Can you transcribe every one of the entries below word for word, omitting the pictures?

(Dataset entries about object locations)
-- start --

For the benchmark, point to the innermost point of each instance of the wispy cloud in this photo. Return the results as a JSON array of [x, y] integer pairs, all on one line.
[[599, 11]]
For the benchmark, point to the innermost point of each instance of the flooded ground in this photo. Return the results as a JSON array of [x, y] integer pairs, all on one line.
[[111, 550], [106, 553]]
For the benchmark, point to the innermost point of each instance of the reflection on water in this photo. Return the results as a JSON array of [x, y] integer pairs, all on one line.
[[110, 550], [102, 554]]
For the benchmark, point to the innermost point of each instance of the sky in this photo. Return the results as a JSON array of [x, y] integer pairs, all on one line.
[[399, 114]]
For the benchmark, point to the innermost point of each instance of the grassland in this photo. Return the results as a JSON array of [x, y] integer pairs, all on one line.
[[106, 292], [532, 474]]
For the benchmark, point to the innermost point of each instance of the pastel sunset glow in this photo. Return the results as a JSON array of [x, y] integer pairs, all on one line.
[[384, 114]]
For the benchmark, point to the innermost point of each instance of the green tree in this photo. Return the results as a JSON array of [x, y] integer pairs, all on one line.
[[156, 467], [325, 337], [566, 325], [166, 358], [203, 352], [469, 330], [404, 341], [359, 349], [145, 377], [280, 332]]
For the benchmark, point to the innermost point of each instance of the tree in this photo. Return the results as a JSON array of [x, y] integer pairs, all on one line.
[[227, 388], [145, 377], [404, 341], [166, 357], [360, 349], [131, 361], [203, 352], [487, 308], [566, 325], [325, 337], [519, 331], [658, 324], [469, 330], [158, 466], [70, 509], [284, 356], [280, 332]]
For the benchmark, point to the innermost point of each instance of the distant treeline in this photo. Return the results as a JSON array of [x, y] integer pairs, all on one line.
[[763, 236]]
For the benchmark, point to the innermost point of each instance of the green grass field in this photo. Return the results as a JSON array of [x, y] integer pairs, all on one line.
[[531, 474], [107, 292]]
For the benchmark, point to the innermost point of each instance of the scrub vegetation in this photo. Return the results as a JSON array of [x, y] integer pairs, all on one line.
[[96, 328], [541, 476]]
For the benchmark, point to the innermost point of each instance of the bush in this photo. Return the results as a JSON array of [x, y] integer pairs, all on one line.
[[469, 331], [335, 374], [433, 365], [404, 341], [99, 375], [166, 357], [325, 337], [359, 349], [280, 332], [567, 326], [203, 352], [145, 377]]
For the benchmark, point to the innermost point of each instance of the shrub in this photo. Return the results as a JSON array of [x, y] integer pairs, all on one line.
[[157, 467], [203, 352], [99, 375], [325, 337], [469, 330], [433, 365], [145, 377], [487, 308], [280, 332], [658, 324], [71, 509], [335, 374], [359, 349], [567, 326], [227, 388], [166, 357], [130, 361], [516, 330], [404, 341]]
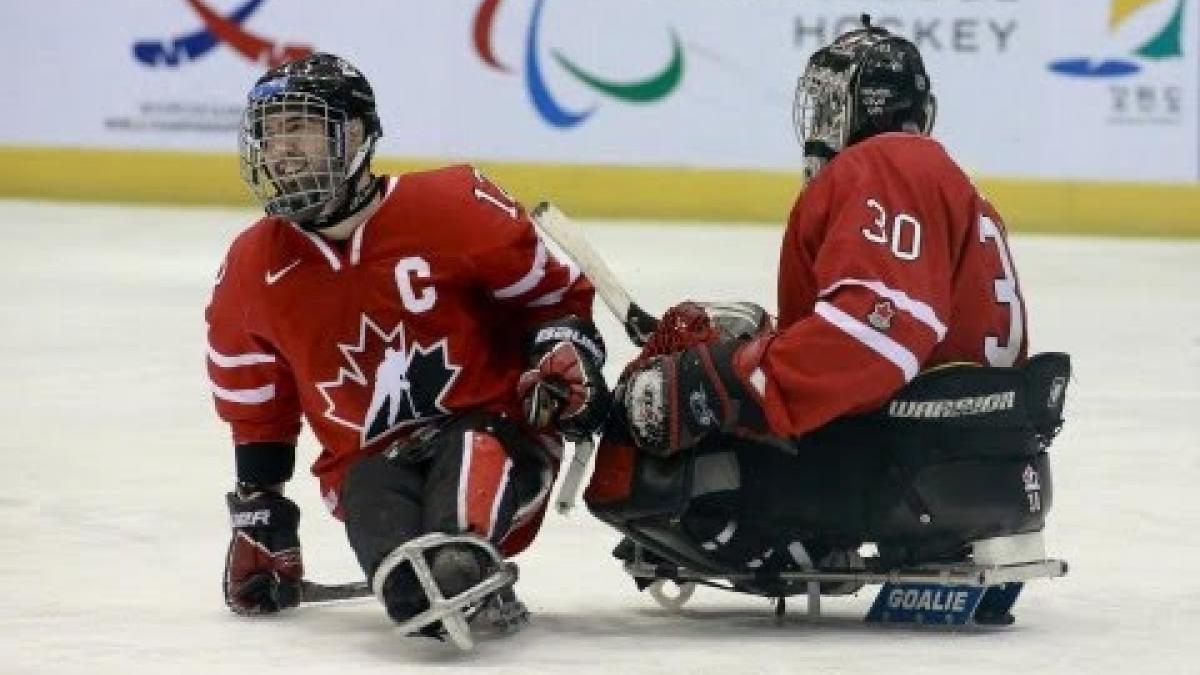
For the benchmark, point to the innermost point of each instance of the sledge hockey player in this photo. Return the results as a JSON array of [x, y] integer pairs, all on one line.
[[741, 447], [400, 316]]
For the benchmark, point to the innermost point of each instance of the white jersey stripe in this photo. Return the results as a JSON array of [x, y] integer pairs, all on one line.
[[259, 395], [556, 297], [499, 497], [525, 511], [919, 310], [235, 360], [876, 341], [468, 452], [532, 278]]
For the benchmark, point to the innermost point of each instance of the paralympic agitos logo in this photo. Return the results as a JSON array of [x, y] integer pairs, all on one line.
[[651, 89], [219, 29]]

-- end --

RESULT OF THE TASK:
For the benchmark, point to the innermost point of each instance of the wispy cloud in this photo. Return the results as a JSON array of [x, y] integer pairs, all on one line.
[[599, 11]]
For the benchmark, point to the innermost point of each instance of the flooded ground in this photo. Return the results as a JSON array of [x, y] integer pairs, all on one line.
[[111, 550], [106, 553]]
For the benchmark, point to the innermost point of each instance of the reflection on water in this photo. Return the results as a JSON array of [x, y] integer pairs, all on one line.
[[110, 550], [102, 554]]
For the benchmark, point to the innermost point of each instance of the sky in this photo. Return the results as a JSON array of [x, y] integer pairs, all on one line.
[[399, 114]]
For the benchmark, point to the innermost point of each instance of the grassland in this photo. Return the results as a JSON array of [x, y] integer pairs, all on one line.
[[106, 292], [532, 474]]
For the benchmark, point to the innermost point of each instance of the pastel sunset glow in this photo. Return the results as a JSON array of [x, y] integer pairs, all on one line.
[[384, 114]]
For the benchmark, point to the innermost point of each instance of the green tree in this photo. Return the results as a JSON array of [x, y] integer pairs, all on one line.
[[156, 467], [325, 337], [566, 325], [166, 358], [203, 352], [469, 330], [404, 341], [359, 349], [145, 377], [280, 332]]
For the benchmark, point to the innermost point of each instance of the tree in this photo. Return the results as a JSON array of [x, y] integer pairs, all on one line.
[[227, 388], [145, 377], [404, 341], [166, 357], [360, 349], [131, 361], [203, 352], [487, 308], [566, 325], [325, 337], [519, 331], [658, 324], [469, 330], [158, 466], [70, 509], [284, 356], [280, 332]]
For the benchmark, point to the innermost point of each instance of the distant treeline in this photo. Return the results as a JSON array of [x, y] integer pairs, all on one line.
[[763, 236]]
For the benchmark, point to the innermost point of each instance of the green grass field in this photo. Return the results as a JSON array of [x, y] integer pairs, all on one line.
[[531, 474], [107, 292]]
For the benchmark, point to the innermost point of each instance of the scrub vegetation in this photo. Return the results as a JSON array of [x, y] integer pairs, all on one line.
[[96, 328], [541, 476]]
For the benchmark, point to the innermost point of each instance of the bush in this photo. Return the results as a JSON array of [x, y] integer pairs, all on one line.
[[469, 331], [335, 374], [433, 365], [404, 341], [99, 375], [166, 357], [325, 337], [359, 349], [280, 332], [567, 326], [203, 352], [145, 377]]
For the benchmark, point to the innermost point of each instance of the shrub in this photo. Return the results as a JSON array of [x, y] integer pairs, all on one line.
[[157, 467], [203, 352], [99, 375], [325, 337], [469, 330], [433, 365], [145, 377], [487, 308], [280, 332], [658, 324], [71, 509], [335, 374], [359, 349], [567, 326], [227, 388], [166, 357], [130, 361], [516, 330], [404, 341]]
For the benchmark, point to the innermost point of each instance of the sledge hockey player in this photo. Return the results as a JSON array of [x, y] integer pairs, all on one line.
[[741, 447], [400, 316]]
For the benchmark, point to the innermost point of each instance of the white jersey stripe in this photo. Return the results as a JSON array of [x, y] integer pairs, all on one line.
[[259, 395], [556, 297], [499, 497], [525, 511], [919, 310], [235, 360], [876, 341], [468, 452], [532, 278]]
For the benchmark, point to the innermost point of each instance of the paralympic agitos logo in this photo. Return the results as a JSON array of [x, y] integer pairs, all on one line.
[[651, 89], [219, 29]]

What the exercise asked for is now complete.